■ **GOAL A**: In the film page below, in which town is the story set?
■ **GOAL B**: For each statement, decide whether it agrees with the film page below, and support each yes or no with the deciding words from the page, quoted exactly: (i) Minon won an award for Best Child Artist. (ii) Sidhartha Siva produced the film. (iii) The school assignment goes to a class VI student.
■ **GOAL C**: Duplicate the stretch of the film page below from "101 Chodyangal (101" through "situation is unravelling.".

■ **PAGE**:
- Official poster
- Directed by: Sidhartha Siva
- Written by: Sidhartha Siva
- Produced by: Thomas Kottakkakam
- Starring: Indrajith Sukumaran; Lena; Minon;
- Cinematography: Prabhath E K
- Edited by: Bibin Paul Samuel
- Music by: Bijibal
- Production company: Seventh Paradise
- Release date: April 2013 (Kerala);
- Country: India
- Language: Malayalam

= 101 Chodyangal =

101 Chodyangal (101 Questions) is a 2013 Indian Malayalam-language film written and directed by Sidhartha Siva. At the 60th National Film Awards, the film won the awards for Best Debut Film of a Director and Best Child Artist for Minon. It also won the Silver Crow Pheasant Award for Best Feature Film (Audience Prize) at the 18th International Film Festival of Kerala.

The story is set in Kaviyoor, Tiruvalla, the director's hometown in Kerala, which inspired the film. The plot revolves around a school assignment given to a class V student as his family's economic situation is unravelling.

■ **INFORMATION SHOWN**:
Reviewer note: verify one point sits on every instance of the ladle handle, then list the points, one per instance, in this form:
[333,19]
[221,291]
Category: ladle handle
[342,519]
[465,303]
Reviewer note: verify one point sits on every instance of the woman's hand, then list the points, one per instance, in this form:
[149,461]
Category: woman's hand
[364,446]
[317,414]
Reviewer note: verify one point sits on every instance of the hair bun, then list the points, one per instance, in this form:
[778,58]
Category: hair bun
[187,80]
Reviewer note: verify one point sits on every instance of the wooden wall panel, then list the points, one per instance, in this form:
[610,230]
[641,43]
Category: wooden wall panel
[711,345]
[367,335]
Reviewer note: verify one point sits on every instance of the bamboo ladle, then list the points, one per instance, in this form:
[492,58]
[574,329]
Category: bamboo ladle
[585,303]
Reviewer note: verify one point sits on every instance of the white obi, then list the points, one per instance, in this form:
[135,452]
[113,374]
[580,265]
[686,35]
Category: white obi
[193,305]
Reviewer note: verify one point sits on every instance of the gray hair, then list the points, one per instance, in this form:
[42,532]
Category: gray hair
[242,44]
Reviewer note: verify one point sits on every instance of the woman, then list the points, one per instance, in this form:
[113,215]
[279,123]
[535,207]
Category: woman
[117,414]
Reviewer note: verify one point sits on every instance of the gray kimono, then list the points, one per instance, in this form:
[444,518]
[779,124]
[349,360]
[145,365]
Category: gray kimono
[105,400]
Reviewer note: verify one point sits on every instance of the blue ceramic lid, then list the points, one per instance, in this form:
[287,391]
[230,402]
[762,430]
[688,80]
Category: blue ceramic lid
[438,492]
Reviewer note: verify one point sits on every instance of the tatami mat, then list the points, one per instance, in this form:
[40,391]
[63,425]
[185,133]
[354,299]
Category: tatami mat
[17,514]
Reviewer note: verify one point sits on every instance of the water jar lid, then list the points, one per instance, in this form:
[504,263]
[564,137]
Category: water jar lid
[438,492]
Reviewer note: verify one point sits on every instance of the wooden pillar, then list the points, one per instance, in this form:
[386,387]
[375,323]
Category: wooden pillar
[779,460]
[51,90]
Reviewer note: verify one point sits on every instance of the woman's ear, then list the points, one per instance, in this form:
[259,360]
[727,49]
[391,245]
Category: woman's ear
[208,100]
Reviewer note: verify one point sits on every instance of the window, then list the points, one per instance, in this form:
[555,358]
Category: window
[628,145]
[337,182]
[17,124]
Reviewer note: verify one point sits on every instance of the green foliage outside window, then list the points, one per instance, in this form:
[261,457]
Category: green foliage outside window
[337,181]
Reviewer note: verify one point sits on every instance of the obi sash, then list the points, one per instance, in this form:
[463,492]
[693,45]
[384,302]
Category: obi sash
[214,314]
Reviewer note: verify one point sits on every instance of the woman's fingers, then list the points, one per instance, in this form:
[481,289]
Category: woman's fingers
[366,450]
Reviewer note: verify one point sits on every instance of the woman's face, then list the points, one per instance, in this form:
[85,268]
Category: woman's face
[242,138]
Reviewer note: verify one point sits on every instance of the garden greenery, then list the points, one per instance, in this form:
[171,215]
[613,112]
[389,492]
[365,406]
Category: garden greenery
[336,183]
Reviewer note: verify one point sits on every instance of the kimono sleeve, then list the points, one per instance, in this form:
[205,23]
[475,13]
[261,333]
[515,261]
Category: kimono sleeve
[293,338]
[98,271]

■ **ANSWER A**: Kaviyoor, Tiruvalla

■ **ANSWER B**:
(i) Yes: "Best Child Artist for Minon"
(ii) No: "Produced by: Thomas Kottakkakam"
(iii) No: "a class V student"

■ **ANSWER C**:
101 Chodyangal (101 Questions) is a 2013 Indian Malayalam-language film written and directed by Sidhartha Siva. At the 60th National Film Awards, the film won the awards for Best Debut Film of a Director and Best Child Artist for Minon. It also won the Silver Crow Pheasant Award for Best Feature Film (Audience Prize) at the 18th International Film Festival of Kerala.

The story is set in Kaviyoor, Tiruvalla, the director's hometown in Kerala, which inspired the film. The plot revolves around a school assignment given to a class V student as his family's economic situation is unravelling.